* start MATERIAL FOR THIS EXERCISE *

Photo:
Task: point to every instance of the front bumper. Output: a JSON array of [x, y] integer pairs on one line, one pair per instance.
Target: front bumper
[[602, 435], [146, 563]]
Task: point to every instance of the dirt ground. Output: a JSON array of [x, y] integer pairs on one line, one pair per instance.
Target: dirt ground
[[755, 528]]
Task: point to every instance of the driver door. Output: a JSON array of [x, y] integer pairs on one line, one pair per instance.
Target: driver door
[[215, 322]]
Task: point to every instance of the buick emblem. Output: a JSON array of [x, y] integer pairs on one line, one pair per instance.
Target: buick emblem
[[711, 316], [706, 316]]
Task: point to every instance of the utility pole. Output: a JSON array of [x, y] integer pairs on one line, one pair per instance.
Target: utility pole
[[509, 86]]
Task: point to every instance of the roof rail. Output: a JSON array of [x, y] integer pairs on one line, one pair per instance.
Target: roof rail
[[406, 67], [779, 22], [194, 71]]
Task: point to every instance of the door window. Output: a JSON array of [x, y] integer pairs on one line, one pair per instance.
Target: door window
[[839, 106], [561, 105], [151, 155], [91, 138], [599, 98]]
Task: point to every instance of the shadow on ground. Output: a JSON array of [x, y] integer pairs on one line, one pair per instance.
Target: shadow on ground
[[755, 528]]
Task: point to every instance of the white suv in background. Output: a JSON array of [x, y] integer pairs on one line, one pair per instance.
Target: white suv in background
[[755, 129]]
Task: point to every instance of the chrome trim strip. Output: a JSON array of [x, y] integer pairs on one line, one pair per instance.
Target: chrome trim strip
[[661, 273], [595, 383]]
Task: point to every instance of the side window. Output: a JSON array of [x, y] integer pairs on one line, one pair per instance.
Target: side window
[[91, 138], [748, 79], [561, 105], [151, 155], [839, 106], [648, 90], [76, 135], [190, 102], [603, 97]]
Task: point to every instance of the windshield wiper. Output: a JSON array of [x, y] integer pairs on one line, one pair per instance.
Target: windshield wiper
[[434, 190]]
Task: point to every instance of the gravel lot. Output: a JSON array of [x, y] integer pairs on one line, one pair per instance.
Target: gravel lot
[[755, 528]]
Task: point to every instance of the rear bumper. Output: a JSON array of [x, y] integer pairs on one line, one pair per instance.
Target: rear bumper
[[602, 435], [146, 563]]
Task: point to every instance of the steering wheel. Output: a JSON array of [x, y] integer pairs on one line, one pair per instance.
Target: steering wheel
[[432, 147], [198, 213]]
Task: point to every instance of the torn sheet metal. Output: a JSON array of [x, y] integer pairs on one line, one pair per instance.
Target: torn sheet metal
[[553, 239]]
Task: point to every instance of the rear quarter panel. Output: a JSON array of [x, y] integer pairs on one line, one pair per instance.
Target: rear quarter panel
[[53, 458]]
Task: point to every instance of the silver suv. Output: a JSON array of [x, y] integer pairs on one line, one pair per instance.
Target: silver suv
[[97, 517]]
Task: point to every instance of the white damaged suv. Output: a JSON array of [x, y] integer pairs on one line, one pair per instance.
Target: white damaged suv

* end MATERIAL FOR THIS EXERCISE *

• _AIM OF THE TASK_
Reproduce verbatim the lines of the records starting at the line containing "Task: point to every instance of the chrome" and ending at the line containing "[[434, 190]]", including both of those lines.

• _OUTPUT OF THE EXERCISE_
Task: point to every instance of the chrome trim strip. Output: a JSON array of [x, y] integer pairs on one line, one pair per instance.
Target: chrome trim strip
[[661, 273], [595, 383]]
Task: point to every instance of the side window. Output: a JSON array of [x, y] integer pairs on one line, one pair per instance.
Target: side window
[[91, 138], [748, 79], [561, 105], [151, 155], [839, 106], [648, 90], [76, 135], [190, 102], [603, 97]]
Task: point to every instance of the windshield wiper. Output: a JSON array of [x, y] integer pairs on one line, one pair per instance.
Target: windshield wiper
[[434, 190]]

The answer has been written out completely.